* [Challenge 1]
From the Caffè Fernanda passage, reproduce word for word the portion that begins with the words containing "On the first" and ends with "by Attilio Rossi.".
* [Challenge 2]
Answer these questions using the Caffè Fernanda passage:
(a) On which floor of Palazzo Brera is the café located?
(b) Who curated the renovation project?
(c) After whom is the café named?

* [Page excerpt]
On the first floor of the Milanese Palazzo Brera, on the left side of the Napoleonic loggia, a small glass door welcomes visitors to the new Caffè Fernanda, the museum cafè that concludes the visit to the 38 Pinacoteca di Brera’s renewed rooms.
A three-year renovation project curated by director James Bradburne, which focused mainly on the last two rooms dedicated to the XIX century. More than a lounge area, Caffè Fernanda – named after former director Fernanda Wittgens – is conceived as the 39th room at the end of the museum tour. In fact, it contains four important artworks: Pietro Damini’s St. Bernard Converting the Duke of Aquitania, Bertel Thorvaldsen’s The Three Graces, the bust of Fernanda Wittgens by Marino Marini and a portrait of her by Attilio Rossi.

* [Source material]
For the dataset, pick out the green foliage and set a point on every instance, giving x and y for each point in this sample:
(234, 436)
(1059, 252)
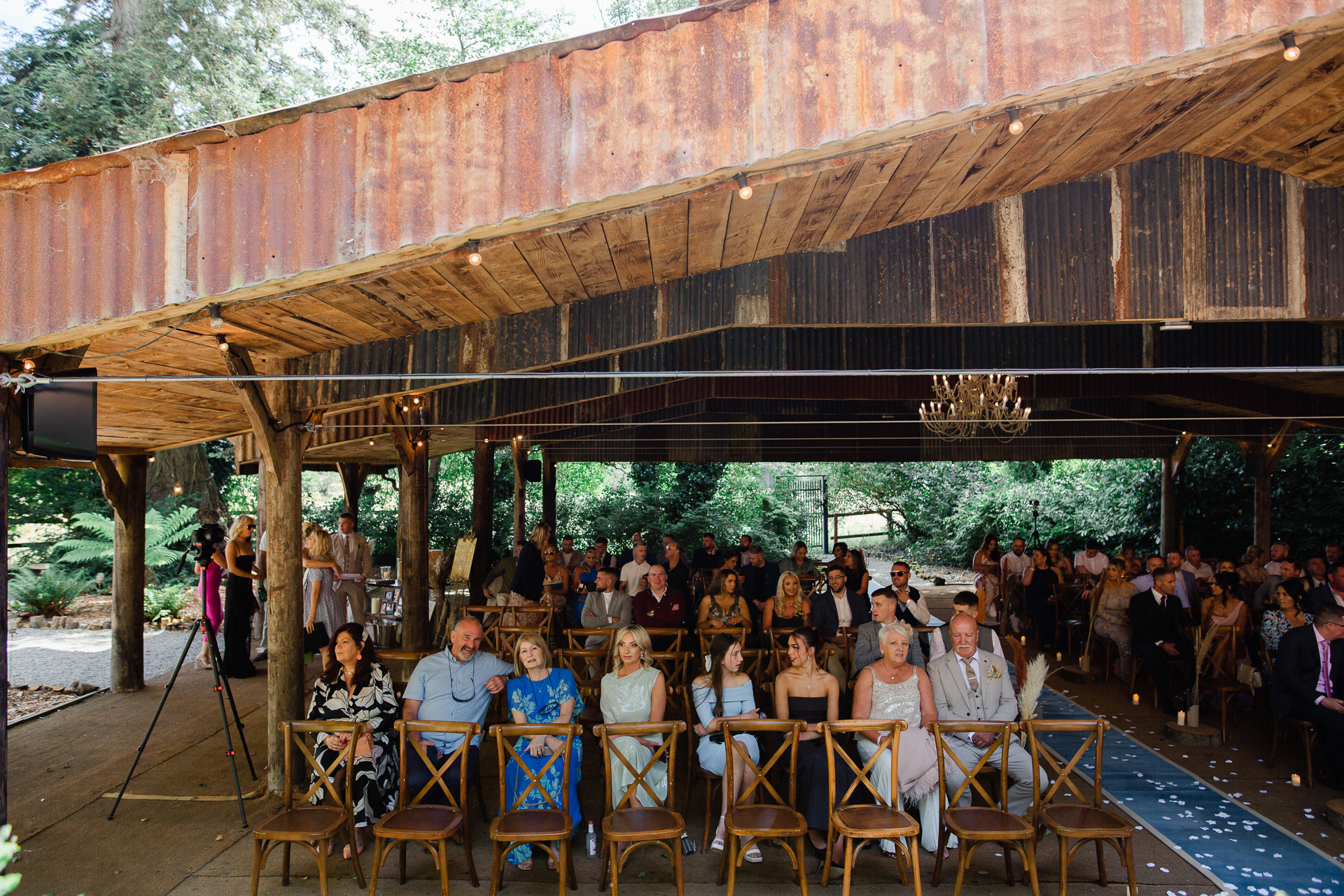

* [Exercise output 1]
On the first floor of the Milanese Palazzo Brera, on the left side of the Napoleonic loggia, a small glass door welcomes visitors to the new Caffè Fernanda, the museum cafè that concludes the visit to the 38 Pinacoteca di Brera’s renewed rooms.
A three-year renovation project curated by director James Bradburne, which focused mainly on the last two rooms dedicated to the XIX century. More than a lounge area, Caffè Fernanda – named after former director Fernanda Wittgens – is conceived as the 39th room at the end of the museum tour. In fact, it contains four important artworks: Pietro Damini’s St. Bernard Converting the Duke of Aquitania, Bertel Thorvaldsen’s The Three Graces, the bust of Fernanda Wittgens by Marino Marini and a portrait of her by Attilio Rossi.

* [Exercise output 2]
(a) The first floor.
(b) Director James Bradburne.
(c) Fernanda Wittgens, a former director.